I interpret that as that being his way of saying that the kite is stationary relative to the earth - because it is attached to the tether and doesn’t do circles or figure-eights. I think he wants to draw the comparison with geostationary satellites, as he also wants to make them into communication satellites.

@PierreB, the two concepts you talk about here are sufficiently different, I think, from what Brainwhere is doing so that they won’t tell us much about its performance or behaviour.

If you look at the BBC segment for example, it is not immediately obvious to me why the turbine wouldn’t develop lift if the blades always had a positive angle of attack.

Horizontal VAWT are possible with blades like Brainwhere or like the Darrieus wind rotor I mentioned on my previous message, as these devices are based on similar principles. Horizontal VAWT using Magnus effect rotors as blades are also studied by Peter Sharp, his Sharp rotor using Magnus/Kramer effect as I mentioned.

> **What you will do**
A. According to the discussion about the Brainwhere turbine, who studies horizontal VAWT that use Magnus effect rotors as blades?
B. Extend the discussion about the Brainwhere turbine with a few more sentences in the same voice.
The data that comes after this discussion is from a separate source.

> **Data provided**

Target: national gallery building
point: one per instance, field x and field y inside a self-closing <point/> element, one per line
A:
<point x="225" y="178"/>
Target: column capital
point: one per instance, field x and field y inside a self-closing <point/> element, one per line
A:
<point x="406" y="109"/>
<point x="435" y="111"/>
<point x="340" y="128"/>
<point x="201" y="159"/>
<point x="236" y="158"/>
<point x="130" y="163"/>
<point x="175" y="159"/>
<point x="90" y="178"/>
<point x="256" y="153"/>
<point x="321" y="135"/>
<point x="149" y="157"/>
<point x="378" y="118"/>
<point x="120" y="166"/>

> **Expected results**
A. Peter Sharp, with his Sharp rotor using the Magnus/Kramer effect.

B.
All are horizontal VAWT and none of them has a positive lift by themselves, even with blades with a positive angle of attack, as the lift component vector varies in all directions during the rotation.

Perhaps some lift would be possible by using variable pitch for blades, or by using some devices like trailing vanes for Magnus (or Magnus/Kramer) effect rotors (see in 20’’ to the beginning of the video of a vertical VAWT):

He implies that the tether isn’t loaded at all. But that can’t be true.
It tether drag and load on the tether is to absolutely be avoided, there are still other solutions. Y-Tether flygen (makani drones on kiteswarms tether) or counterrotating blades.

That’s what he is talking about here, and why I said his design is different from the ones you posted:

I’ve watched the video again. You’re right, here he is talking about that: https://youtu.be/hv1moqNFblU?t=433

I don’t know enough about this to disprove this claim. Do you?

Edit: I don’t hear the claim that there is no force from the kite on the tether, only that the kite is very maneuverable, like an airplane.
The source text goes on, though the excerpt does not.